> **AUFGABEN**
1. In welchem Stock steht Landsman laut dem Lesetext vor der Tür?
2. Führe den Lesetext über die nächtliche Vernehmung nach seinem letzten Satz weiter.

> **LESETEXT**
Homicide
Verhaftung, die ein Verbrechen und einen dringenden Tatverdacht voraussetzt, kann niemand gezwungen werden, sich mitten in der Nacht in einen Vernehmungsraum zu setzen. Es gehört zu den wenigen angenehmen Seiten der Polizeiarbeit in Amerika, dass sich kaum jemals einer wirklich dagegen wehrt.
Fünfzehn Minuten später nimmt Andrew in dem großen Vernehmungsraum Platz. Landsman steht vor der Tür im fünften Stock und schickt Pellegrini und Edgerton auf die Suche nach dem Lincoln.

> **Gespeicherte Daten**
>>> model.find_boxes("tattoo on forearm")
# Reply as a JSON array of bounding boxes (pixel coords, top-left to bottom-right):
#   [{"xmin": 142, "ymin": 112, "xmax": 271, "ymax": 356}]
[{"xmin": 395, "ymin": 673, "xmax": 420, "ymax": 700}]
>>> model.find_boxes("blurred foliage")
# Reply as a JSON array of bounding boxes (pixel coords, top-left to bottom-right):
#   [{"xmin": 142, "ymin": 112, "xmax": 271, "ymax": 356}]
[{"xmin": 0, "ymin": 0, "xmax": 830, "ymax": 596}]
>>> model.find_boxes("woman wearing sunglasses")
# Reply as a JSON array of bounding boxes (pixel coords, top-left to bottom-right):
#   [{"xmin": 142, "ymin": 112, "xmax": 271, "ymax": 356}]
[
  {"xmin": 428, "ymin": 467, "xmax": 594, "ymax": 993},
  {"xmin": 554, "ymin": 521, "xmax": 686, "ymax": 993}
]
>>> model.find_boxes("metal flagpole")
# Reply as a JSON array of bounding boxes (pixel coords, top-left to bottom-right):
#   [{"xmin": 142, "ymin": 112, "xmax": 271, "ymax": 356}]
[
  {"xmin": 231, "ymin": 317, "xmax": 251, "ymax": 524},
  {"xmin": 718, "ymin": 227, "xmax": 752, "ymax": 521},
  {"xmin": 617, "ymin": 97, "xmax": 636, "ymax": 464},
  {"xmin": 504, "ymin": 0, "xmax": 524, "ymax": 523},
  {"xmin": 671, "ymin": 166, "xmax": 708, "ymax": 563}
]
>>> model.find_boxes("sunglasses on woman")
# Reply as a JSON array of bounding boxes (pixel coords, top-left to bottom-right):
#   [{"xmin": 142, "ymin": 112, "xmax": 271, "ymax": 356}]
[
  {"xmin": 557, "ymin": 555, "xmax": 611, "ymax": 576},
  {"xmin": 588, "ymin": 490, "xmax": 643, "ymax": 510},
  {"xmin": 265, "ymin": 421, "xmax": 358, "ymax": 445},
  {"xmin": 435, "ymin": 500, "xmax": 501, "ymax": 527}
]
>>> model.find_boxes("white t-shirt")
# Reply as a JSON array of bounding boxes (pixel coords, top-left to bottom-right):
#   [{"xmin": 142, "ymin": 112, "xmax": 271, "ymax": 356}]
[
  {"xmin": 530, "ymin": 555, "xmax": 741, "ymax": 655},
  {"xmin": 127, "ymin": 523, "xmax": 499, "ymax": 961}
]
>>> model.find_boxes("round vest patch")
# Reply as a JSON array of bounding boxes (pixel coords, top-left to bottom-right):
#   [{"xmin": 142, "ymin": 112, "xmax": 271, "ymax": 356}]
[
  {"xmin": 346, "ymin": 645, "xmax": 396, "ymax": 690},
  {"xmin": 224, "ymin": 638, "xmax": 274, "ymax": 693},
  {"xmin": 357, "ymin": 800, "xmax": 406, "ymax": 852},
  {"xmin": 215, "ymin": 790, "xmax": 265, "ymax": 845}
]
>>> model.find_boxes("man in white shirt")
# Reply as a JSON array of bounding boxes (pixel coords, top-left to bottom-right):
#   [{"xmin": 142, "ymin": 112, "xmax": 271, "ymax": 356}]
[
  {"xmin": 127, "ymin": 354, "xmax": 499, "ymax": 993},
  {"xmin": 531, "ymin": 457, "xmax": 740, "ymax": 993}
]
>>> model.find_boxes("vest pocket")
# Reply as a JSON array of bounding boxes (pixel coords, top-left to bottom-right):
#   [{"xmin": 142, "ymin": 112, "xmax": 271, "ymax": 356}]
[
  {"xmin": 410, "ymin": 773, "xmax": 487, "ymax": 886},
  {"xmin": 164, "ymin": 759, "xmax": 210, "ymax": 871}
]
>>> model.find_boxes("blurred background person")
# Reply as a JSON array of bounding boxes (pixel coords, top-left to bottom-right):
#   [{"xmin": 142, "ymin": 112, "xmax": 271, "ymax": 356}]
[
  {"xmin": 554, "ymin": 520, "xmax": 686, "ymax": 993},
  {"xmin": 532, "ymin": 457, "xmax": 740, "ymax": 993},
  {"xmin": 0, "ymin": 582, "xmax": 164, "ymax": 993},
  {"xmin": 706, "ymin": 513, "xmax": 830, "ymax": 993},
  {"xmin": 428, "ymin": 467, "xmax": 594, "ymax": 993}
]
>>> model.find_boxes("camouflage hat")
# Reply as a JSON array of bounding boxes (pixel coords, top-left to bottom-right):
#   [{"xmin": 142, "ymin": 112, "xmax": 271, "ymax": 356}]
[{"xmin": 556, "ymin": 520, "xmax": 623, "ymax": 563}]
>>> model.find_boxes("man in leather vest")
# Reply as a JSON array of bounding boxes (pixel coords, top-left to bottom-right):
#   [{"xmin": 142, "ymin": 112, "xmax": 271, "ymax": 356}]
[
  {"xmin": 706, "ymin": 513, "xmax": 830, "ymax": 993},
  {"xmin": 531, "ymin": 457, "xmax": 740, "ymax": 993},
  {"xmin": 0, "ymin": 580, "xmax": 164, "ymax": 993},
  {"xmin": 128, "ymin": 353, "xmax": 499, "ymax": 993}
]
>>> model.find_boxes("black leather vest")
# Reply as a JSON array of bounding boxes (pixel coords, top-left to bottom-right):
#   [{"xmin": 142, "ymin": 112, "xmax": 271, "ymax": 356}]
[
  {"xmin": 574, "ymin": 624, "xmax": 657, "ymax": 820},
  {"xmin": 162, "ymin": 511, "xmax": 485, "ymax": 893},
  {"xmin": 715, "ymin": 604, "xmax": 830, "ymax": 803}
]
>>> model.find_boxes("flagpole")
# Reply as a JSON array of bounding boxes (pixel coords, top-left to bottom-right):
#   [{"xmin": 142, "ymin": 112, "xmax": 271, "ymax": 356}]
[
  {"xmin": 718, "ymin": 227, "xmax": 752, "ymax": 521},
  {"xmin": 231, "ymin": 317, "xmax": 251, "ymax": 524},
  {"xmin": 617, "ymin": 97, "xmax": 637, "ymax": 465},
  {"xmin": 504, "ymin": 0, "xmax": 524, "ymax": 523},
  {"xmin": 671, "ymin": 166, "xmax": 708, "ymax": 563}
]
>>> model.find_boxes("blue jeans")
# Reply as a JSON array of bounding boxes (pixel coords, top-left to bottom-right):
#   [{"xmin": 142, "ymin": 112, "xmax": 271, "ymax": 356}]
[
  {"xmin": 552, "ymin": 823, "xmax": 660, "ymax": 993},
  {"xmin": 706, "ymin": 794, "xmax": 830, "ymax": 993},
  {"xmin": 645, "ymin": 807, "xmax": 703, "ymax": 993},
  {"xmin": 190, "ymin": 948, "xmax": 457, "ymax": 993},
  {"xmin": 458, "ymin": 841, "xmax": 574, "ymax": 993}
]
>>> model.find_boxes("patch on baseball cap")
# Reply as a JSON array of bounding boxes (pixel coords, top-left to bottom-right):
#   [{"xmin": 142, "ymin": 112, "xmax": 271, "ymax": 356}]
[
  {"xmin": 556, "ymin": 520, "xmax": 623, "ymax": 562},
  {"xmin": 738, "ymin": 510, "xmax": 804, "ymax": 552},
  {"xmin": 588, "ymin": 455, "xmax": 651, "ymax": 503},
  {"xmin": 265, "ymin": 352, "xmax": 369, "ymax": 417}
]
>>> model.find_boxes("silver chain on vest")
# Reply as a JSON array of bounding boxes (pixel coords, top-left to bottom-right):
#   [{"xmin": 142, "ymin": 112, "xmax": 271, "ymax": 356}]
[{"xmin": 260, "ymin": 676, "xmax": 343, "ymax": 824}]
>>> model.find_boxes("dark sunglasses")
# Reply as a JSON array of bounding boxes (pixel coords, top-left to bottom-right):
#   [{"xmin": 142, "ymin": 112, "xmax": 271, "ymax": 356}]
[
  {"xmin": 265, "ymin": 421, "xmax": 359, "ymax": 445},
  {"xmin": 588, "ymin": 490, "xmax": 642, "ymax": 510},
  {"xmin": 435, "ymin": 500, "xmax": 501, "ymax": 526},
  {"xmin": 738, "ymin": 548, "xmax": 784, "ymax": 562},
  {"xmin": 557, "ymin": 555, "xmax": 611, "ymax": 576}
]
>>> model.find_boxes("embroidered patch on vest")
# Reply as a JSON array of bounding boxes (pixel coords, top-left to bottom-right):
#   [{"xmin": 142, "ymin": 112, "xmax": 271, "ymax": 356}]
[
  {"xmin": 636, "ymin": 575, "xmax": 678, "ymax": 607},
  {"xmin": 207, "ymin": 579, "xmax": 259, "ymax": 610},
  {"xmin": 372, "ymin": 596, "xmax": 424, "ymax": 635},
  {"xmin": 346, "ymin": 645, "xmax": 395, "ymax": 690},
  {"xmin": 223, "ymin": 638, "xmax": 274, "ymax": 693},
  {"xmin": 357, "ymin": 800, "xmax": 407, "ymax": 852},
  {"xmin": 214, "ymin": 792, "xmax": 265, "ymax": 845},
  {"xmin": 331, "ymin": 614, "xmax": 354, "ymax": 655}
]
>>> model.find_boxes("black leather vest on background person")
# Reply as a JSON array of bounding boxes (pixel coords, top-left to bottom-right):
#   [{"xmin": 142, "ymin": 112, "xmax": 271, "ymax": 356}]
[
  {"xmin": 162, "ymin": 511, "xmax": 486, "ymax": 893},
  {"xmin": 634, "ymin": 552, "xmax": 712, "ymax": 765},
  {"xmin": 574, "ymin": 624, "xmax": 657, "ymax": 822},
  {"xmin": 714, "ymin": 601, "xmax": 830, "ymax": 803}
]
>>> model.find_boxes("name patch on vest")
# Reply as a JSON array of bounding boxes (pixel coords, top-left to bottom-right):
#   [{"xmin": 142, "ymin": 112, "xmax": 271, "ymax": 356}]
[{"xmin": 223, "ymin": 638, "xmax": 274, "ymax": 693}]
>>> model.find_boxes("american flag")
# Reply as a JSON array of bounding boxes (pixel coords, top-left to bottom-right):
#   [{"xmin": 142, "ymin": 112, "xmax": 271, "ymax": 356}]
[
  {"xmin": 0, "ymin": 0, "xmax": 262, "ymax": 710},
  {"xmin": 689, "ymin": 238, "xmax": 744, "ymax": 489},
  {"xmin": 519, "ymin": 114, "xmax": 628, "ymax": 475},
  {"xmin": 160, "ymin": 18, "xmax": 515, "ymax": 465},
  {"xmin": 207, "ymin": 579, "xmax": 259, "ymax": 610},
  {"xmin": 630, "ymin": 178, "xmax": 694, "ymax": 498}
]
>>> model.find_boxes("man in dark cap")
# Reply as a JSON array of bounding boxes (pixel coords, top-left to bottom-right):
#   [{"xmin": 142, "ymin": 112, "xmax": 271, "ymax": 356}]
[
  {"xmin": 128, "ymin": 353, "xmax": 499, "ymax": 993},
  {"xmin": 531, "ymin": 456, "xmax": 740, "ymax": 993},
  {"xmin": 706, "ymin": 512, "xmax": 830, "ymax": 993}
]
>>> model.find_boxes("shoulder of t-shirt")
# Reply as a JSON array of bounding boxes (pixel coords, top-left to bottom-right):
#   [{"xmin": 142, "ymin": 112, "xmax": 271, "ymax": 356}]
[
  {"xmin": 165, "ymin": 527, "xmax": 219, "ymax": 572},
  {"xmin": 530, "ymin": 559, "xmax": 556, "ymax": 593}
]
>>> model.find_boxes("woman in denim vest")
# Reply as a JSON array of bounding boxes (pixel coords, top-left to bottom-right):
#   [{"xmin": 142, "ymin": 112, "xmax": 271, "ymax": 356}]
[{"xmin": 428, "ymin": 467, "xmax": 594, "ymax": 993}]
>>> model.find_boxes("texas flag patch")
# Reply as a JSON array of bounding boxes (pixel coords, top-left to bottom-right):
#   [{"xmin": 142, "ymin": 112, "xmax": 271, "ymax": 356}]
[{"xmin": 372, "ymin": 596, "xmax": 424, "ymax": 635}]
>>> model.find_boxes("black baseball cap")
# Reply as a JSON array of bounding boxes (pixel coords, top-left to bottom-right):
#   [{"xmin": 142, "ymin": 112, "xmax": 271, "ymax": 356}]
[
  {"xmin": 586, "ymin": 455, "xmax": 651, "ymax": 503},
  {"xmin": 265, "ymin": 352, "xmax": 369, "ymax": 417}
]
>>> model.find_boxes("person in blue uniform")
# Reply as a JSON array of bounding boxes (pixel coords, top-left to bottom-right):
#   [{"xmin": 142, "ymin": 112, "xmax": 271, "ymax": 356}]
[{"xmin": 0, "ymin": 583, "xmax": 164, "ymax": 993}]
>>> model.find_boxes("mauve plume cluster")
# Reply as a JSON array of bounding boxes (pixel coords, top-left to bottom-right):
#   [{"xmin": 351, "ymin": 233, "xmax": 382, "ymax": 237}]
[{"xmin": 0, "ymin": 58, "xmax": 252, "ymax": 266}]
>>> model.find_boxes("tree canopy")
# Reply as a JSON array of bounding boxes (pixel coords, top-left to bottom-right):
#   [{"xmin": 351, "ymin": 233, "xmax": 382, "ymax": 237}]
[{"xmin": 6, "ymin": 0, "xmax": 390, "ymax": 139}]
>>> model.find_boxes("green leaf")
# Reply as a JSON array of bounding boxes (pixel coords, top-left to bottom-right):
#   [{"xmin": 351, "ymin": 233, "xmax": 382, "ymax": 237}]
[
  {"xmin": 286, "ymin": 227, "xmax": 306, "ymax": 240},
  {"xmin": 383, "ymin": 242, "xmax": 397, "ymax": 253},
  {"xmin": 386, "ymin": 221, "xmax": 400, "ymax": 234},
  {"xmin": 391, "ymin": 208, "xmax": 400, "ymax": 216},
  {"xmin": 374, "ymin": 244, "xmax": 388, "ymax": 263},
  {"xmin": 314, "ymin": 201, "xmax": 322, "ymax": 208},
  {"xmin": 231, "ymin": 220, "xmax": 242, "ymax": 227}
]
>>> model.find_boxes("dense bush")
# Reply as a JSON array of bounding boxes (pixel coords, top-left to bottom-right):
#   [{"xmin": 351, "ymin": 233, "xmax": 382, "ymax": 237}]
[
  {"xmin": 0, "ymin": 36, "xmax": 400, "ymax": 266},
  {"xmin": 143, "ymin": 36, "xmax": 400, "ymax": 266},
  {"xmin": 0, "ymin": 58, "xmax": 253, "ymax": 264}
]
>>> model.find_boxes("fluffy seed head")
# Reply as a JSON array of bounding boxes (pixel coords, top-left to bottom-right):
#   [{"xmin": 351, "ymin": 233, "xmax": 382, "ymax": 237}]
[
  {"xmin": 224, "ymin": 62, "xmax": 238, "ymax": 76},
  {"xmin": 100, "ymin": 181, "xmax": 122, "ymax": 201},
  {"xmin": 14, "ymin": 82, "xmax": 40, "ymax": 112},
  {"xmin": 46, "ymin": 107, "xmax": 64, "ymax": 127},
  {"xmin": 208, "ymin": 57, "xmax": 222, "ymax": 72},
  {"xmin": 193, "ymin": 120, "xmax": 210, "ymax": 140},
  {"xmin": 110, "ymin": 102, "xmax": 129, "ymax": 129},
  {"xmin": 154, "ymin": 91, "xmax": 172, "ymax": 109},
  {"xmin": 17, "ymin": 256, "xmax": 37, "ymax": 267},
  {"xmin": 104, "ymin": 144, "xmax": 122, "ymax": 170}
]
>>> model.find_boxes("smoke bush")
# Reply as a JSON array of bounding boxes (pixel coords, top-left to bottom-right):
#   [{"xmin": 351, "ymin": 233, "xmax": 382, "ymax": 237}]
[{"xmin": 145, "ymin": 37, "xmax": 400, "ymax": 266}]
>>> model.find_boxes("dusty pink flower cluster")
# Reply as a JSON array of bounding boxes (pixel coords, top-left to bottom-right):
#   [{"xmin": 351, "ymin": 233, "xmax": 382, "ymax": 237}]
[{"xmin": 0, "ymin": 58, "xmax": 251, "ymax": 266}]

> **LÖSUNGEN**
1. Im fünften Stock.

2.
»Ich werde ihn hier eine Weile beschäftigen«, sagt der Sergeant. »Wir müssen jetzt herausfinden, ob es stimmt, dass der Autohändler ihm die Karre abgenommen hat.«
Pellegrini klingelt den alten Johnny aus dem Bett. Es ist mitten in der Nacht, doch der Detective bittet den Autohändler, in sein Büro zu gehen und die Papiere herauszukramen. Johnny und seine Frau erwartenihn schon, als die beiden Detectives in der Harford Road ankommen. Der Autohändler zeigt ihnen die Verkaufspapiere und die Abrechnungen der Ratenzahlungen. Von einer Rückholung wegen Nichteinhaltung des Kreditvertrags keine Spur. Durchaus möglich, merkt er an, dass das Kreditinstitut ihm noch keine Unterlagen darüber geschickt hat.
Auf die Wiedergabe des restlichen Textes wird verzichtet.